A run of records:
┄┄┄┄┄┄┄┄┄┄┄┄┄┄┄┄┄┄┄┄

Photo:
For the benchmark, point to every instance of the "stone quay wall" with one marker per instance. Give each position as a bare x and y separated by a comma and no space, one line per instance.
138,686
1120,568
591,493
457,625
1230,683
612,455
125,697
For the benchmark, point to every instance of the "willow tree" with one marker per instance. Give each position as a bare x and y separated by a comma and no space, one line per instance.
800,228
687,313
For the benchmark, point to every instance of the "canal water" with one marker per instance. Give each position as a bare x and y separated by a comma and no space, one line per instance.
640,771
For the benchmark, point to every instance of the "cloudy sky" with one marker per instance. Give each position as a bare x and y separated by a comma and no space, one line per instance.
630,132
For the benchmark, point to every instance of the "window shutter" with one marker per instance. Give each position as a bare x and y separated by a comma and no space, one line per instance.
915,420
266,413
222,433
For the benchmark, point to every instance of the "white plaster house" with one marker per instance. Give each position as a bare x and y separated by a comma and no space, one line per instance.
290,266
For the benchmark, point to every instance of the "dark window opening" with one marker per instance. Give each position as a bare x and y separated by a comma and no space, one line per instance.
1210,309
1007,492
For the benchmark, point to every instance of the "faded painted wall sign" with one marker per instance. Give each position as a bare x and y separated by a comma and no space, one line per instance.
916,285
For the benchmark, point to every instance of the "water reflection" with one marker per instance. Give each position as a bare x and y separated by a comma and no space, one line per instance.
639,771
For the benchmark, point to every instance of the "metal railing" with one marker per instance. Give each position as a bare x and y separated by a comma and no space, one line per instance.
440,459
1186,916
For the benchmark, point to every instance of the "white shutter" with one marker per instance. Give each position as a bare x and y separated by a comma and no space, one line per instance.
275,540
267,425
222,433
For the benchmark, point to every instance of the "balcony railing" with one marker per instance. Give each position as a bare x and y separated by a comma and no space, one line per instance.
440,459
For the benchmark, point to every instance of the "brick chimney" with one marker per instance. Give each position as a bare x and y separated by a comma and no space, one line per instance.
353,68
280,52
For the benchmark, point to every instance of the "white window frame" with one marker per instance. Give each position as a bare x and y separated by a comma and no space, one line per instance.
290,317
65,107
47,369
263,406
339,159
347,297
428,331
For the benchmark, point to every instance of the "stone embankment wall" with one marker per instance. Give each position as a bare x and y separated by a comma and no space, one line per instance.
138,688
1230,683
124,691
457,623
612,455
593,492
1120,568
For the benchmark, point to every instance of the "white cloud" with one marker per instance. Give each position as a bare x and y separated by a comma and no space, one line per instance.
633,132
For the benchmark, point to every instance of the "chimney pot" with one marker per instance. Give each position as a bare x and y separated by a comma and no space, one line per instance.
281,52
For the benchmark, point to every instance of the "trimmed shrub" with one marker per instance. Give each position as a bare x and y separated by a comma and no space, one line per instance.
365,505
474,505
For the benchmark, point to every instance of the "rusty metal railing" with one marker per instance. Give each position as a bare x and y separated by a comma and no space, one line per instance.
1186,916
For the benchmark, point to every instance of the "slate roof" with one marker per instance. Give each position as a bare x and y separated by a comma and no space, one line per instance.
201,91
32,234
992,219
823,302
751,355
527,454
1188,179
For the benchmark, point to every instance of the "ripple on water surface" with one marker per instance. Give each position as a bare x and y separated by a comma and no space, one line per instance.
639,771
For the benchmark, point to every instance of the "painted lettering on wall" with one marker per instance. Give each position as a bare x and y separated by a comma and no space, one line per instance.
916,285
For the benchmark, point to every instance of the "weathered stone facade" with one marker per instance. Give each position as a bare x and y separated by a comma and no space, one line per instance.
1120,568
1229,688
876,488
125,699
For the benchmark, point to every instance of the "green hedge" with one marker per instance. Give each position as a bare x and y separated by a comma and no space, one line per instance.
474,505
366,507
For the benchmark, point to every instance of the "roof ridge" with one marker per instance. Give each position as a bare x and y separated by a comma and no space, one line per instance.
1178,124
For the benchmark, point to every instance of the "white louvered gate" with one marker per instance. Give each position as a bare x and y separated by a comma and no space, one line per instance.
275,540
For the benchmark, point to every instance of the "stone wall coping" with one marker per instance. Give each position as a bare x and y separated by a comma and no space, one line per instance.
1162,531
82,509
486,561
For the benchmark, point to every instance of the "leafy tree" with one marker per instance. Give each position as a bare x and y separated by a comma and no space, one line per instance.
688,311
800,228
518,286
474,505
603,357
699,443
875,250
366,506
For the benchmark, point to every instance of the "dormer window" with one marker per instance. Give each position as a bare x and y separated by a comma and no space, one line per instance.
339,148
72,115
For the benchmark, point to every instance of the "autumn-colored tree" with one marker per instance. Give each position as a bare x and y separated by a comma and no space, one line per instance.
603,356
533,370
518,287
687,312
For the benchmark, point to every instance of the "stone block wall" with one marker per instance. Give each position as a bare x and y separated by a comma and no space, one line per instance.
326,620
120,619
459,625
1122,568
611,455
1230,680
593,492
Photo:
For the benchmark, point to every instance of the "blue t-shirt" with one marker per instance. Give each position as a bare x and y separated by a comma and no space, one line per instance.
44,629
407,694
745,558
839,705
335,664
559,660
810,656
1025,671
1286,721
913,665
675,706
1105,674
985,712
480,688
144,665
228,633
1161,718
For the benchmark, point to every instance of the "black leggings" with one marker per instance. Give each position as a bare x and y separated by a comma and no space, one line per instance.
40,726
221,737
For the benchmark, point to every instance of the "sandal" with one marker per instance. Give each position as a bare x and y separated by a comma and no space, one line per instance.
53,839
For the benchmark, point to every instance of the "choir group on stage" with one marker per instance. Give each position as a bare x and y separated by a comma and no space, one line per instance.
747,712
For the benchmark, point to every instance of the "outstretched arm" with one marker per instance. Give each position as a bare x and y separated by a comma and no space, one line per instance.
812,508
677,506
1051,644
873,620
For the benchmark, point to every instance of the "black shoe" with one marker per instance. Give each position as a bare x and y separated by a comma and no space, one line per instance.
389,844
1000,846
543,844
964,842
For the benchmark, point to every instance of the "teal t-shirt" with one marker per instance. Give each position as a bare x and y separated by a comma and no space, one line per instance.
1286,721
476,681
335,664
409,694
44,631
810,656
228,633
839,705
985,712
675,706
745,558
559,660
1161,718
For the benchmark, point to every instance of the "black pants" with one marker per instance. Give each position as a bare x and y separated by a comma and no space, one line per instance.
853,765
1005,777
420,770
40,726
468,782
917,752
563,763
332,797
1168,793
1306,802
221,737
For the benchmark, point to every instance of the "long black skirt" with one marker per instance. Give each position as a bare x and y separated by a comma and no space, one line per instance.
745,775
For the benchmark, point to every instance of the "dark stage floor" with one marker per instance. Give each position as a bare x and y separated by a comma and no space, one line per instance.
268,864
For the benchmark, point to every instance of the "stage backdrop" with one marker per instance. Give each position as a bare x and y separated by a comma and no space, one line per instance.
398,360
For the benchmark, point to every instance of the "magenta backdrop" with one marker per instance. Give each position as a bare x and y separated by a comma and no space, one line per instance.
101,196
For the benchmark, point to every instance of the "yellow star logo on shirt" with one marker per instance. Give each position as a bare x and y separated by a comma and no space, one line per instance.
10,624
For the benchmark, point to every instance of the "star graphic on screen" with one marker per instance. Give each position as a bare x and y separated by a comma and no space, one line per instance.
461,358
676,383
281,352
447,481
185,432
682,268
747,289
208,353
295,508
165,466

┄┄┄┄┄┄┄┄┄┄┄┄┄┄┄┄┄┄┄┄

▸ **What the exercise asks**: Reproduce all of the records above line for line, with no changes.

▸ **Solution to this exercise**:
Photo:
For the benchmark, point to every instance of the "stone quay wall" with one marker per instance. Give each position as a bare x and y separated by a comma and no space, one line per instance.
138,686
1120,568
591,493
457,625
1230,683
612,455
125,697
For the benchmark, point to every instance of the "willow tree" with one marker per instance. Give each position as a bare x and y separated by a comma and no space, one line per instance.
800,228
687,313
For the benchmark, point to every instance of the "canal water" with one marker per instance. Give each position as a bare x and y separated by a comma and no space, one line per instance.
640,771
For the benchmark, point to every instance of the "cloudy sky" with one marker per instance. Give each position as a bare x and y separated by a comma and no space, one line per instance.
630,132
For the benchmark, point to every instance of the "window shutter" with one marker per instance. Give each position as a bare x and y separated by a comma and no space, one line per instance.
915,420
266,413
222,433
For the benchmark, point to every instance of the "white plaster house" with one marker per instance. Give each position as a bare x and y separated by a comma and no space, one line per instance.
290,266
For the benchmark, point to every instance of the "dark window opening" with one marker per instance. Give each position as a bare x and y separated by a comma and no space, one line per instance.
1210,309
1007,492
For the benchmark, point to every instance of the "faded painted wall sign" with one marker per instance. Give each position as a bare x and y separated by a comma and no space, one line per instance.
916,285
For the benchmark, point to every instance of the "water reflection" with one marker per instance. Give each position as a bare x and y separated by a comma and no space, one line per instance.
639,771
For the benchmark, point to every instance of the "metal railing" with one marker per instance. Give each position as a bare x and y separated by a comma and no space, one line per instance.
440,459
1186,916
For the benchmark, point to every instance of the "white shutter" with one marker per instance. Give each position as a bare x and y separated by a comma and no space, one line per instance.
275,540
267,425
222,433
For the benchmark, point to every instance of the "balcony railing" with one marker per instance. Give each position as a bare x and y separated by a comma and no space, one line per instance.
440,459
For the benchmark, point to every instance of the "brick chimney" with one marker per instance. Give each position as a bare x and y separated by a comma and no space, one line per instance.
353,68
280,52
For the benchmark, point to every instance of the "white window frame" with one marker per instance. Give each position as a bare x and y separated by a comma and no space, one line per instance.
290,317
65,107
47,369
263,406
339,159
347,297
428,331
For the benchmark, point to every instance of the "stone embankment wall" with one marker per instance. Give each position as a bare x and y separated by a comma and no space, one line per instance.
138,688
1230,683
124,691
457,623
612,455
593,492
1120,568
For the benchmark, point to every instance of the "white cloud" with one marker per instance. Give each position as a bare x and y separated by a comma and no space, one line per instance.
633,132
For the benchmark, point to every instance of the "chimney pot" with one marker per instance. Give each position as a bare x and y separated by a comma and no space, one line per instance.
281,52
For the benchmark, point to every instance of the "trimmed shrub" with one marker per instance. Give each position as a bare x and y separated by a comma and no space, one line per instance.
365,505
474,505
For the benchmark, point to every instance of the "rusty metal railing" with one marker per instance. Give each position as a bare x and y separated by a comma and no space, one line per instance.
1186,916
For the benchmark, point to every instance of the "slate roof" with one marker per instance. Give each position as a bare x and y separated by a comma and no space, one line per instance.
201,91
32,234
992,219
823,302
751,355
527,454
1188,179
For the benchmark, point to every instance of the "ripple on water surface" with one marker per instance. Give each position as a bare x and y separated by a comma and no space, one line per instance.
639,771
For the benchmark, point to every instance of the "painted lettering on wall" with one marker per instance. Give each position as a bare x and y separated by a comma and no space, one line per instance.
916,285
For the benchmark, point to every instance of the "weathered stone facade" with one marker per instance. Give each position as a bare x and y separated by a comma and no space, one line per instance.
1120,568
1229,688
876,488
125,699
For the benchmark, point to every instance of the "green hedge" with one marker per instance. Give each position as a bare x and y separated by a comma and no space, one line per instance.
474,505
366,507
For the benchmark, point to every instance of the "roof ridge" with one marker per instance. Give each position as a bare x and y separated by a comma and no space, one line per instance.
1178,124
For the benchmark, point to every instance of the "white louvered gate" with one marker per instance. Give each position as a bare x and y separated by a comma and no space, one line per instance.
275,540
For the benchmark, point to every instance of the "stone wall coping" with one marker per instance. Give each position as a bare x and y separated by a comma and no space, one line per instance.
1162,531
82,509
486,561
For the benchmark, point to every instance of the "leafy tree" with one marker per instance. Give each position as a bare x and y separated by a comma and no space, one line per instance.
688,311
800,228
518,286
474,505
603,357
699,443
875,250
366,506
For the benchmark, point to every instance of the "dormer window" with one marker per instance. Give each position as a bare x and y separated by a comma and no space, one line per instance.
339,148
72,115
For the benchmark, point to every instance of the "autumn-colored tree" with one marker per instance. Give each position as a bare x and y separated by a comma and no space, one line per instance.
603,356
533,370
518,287
687,312
For the benchmark, point to every instance of the "stone block wall" with one marker per instance. Give each position as a bare x and y separated by a comma and no space, one line per instance.
326,620
120,619
459,625
1122,568
611,455
1230,680
593,492
Photo:
For the benchmark, point to every instance of the "blue t-shirt" with one marker per instance. Give each position as a bare x and y separated by a comma and no space, one line per instance.
44,629
407,694
745,558
839,705
335,664
559,660
810,656
1025,671
1286,721
913,665
675,706
1105,674
985,712
480,688
144,665
228,633
1161,718
For the benchmark, point to every instance of the "black leggings" with one marker per instance. Give each position as a bare x and y separated by a comma and no space, one line per instance.
40,726
221,737
For the benchmark, point to every instance of the "sandal" with one marker per instance. Give each position as a bare x and y separated by a comma and no space, one line per instance.
53,839
For the benchmark, point to every instance of the "choir group on stage" with one marker per instance. Give each position as a bare x and y separated by a comma and no space, one line per instance.
747,712
For the benchmark, point to every instance of the "outstretched arm" with one marker per instance. Give each position as a bare x and y separated by a comma and no space, one line per instance.
812,508
677,506
1051,644
873,620
For the benchmark, point to every instance of the "black shoe" with one marker per instance. Give each position as a bare x and y separated by a comma and no space, one line per instance.
389,844
1000,846
543,844
964,842
For the benchmark, point to every instance of the "teal t-shirt" with one marker per instance. Give each position as a bare x and y separated by a comma and no space, one line per instance.
1286,721
476,681
335,664
409,694
44,631
810,656
228,633
839,705
985,712
675,706
745,558
559,660
1161,718
For the benchmark, point to every instance of the "black pants" with one marker per instance. Give each position as a bare x and y separated by a comma and no space, one line per instance.
853,765
1005,777
420,770
40,726
468,782
917,752
563,763
332,797
1168,793
1306,802
221,737
For the benchmark, point to every instance of the "long black skirt" with one marker per instance. Give each position as a bare x and y separated by a comma and no space, one line per instance.
745,775
For the benchmark, point to every instance of the "dark stage floor" with one marker per instance. Give each position as a bare x and y separated by a comma and no space, one line per instance.
268,864
For the benchmark, point to every instance of the "stage backdrop" with one marker per instance. Give each position as a bare x and y separated by a comma and no space, one line per instance.
398,360
For the benchmark, point to every instance of the "magenta backdrop" with one marker per instance. Give each position as a bare x and y separated by a comma and no space, one line per instance.
101,196
For the benchmark, point to every instance of the "yellow star logo on shirt" with one marker per instance. Give each position as a bare x and y separated by a comma and no space, one line per instance.
10,624
For the benchmark, point to every instance of the "star graphic on screen" with one marker per instance. Give each position as a bare x and y separated by a comma and no space, one line per instance.
461,358
676,383
281,352
447,481
185,432
682,268
747,289
208,353
295,508
165,466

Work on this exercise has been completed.